Eduardo José Blandón Ruiz

La frontera que separa el campo de la ciudad no es exactamente física. No es una distancia ni un obstáculo insuperable que nos impida crear vínculos. Los citadinos padecemos más bien de una especie de ceguera que nos impide considerar lo que aparece en nuestras narices. Una privación que nos vuelve insensibles a la percepción de algo más que evidente.

La Guatemala profunda no existe en el imaginario capitalino (en general) no solo por desconocimiento, sino porque no nos interesa. Hay algo en ello quizá que nos causa repulsa que involuntariamente produce esa ausencia vergonzosa en nuestros espíritus.  Vemos lo que queremos ver: paisajes hermosos, colores y gente trabajadora, pero todo con folclor, poesía, llenos de imaginación y ensueño.

Negamos la pobreza y la rechazamos con filosofía rebuscada. Que si la pobreza es mental, que si se debe a la izquierda, que si la produce el propio hombre rural por falta de imaginación, ingenio y laboriosidad… De mala fe, por miedo o conciencia retorcida, nuestra voluntad se inclina a rechazar lo evidente, elucubra y se auto engaña para encerrarse en los castillos propios donde se vive cómodo.

Así, aunque la realidad sea palmaria y cada vez vivamos más cerca, negamos infantilmente lo que nos provoca miedo. Creamos fantasmas: izquierdistas, sindicalistas y resentidos por doquier. Nos sentimos autorizados para construir desde nuestras soberbias capacidades “nuestro país”. Apropiado y privatizado, sin márgenes de inclusión ni participación porque la democracia es una aberración que de alguna forma habría que extinguir (al menos como está planteada ahora).

Con todo hay esperanza. Las protestas públicas en las plazas en la que coincidimos nos obligan a confraternizar. La cercanía siempre hace bien. No garantiza que cambie nuestra percepción (total no hay transformaciones de un día para otro) y que seamos inclusivos y sensibles, pero es bueno que nuestra piel experimente otros hechos. Vamos por buen camino.
------------------------------------
**Qué se pide**.
Según el texto de la página, ¿qué nos obliga a confraternizar?
------------------------------------
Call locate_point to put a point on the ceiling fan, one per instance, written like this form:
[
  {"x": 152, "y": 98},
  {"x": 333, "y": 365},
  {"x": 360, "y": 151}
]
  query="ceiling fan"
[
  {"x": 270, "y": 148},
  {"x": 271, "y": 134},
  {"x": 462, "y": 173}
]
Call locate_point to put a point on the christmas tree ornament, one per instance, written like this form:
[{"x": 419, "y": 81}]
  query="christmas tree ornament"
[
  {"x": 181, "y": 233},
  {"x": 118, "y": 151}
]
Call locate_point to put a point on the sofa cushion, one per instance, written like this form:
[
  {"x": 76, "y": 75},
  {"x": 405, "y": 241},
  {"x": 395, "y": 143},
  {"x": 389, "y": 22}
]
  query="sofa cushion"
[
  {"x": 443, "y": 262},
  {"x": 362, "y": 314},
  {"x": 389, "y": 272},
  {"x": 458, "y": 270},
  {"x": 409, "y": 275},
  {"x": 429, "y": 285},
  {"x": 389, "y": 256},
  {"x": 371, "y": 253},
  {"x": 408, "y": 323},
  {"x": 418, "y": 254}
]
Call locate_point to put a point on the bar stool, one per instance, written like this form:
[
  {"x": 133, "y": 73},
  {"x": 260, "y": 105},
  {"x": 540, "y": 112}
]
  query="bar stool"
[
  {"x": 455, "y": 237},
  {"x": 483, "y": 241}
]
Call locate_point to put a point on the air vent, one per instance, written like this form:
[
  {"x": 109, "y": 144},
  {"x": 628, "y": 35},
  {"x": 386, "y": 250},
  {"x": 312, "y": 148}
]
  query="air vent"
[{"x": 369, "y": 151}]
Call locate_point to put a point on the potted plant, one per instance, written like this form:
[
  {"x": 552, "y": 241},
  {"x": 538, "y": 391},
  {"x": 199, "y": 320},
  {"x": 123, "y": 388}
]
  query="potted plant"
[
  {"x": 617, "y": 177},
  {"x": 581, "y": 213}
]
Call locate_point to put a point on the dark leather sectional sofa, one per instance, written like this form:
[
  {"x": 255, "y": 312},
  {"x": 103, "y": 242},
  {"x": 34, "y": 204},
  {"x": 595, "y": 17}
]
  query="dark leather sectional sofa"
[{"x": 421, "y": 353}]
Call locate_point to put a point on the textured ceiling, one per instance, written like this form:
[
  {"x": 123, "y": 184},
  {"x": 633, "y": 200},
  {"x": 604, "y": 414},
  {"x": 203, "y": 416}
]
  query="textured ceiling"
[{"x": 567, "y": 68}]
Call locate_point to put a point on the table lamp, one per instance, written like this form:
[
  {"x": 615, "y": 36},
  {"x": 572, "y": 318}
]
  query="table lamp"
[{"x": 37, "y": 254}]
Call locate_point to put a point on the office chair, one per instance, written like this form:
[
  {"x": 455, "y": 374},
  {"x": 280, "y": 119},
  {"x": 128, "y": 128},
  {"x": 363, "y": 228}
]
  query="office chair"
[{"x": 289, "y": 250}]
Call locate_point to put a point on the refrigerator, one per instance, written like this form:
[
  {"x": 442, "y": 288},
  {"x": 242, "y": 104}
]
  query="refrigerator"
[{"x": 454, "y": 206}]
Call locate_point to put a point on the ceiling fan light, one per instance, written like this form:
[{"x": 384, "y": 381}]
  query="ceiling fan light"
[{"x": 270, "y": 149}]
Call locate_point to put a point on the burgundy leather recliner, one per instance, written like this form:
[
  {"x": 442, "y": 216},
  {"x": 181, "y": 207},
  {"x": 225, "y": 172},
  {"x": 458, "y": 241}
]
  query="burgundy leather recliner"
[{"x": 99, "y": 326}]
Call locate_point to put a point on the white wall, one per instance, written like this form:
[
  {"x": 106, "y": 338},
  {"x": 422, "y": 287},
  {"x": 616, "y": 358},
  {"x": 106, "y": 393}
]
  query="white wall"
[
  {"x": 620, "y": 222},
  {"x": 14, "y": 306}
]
------------------------------------
**Resultado obtenido**.
Las protestas públicas en las plazas en las que coincidimos.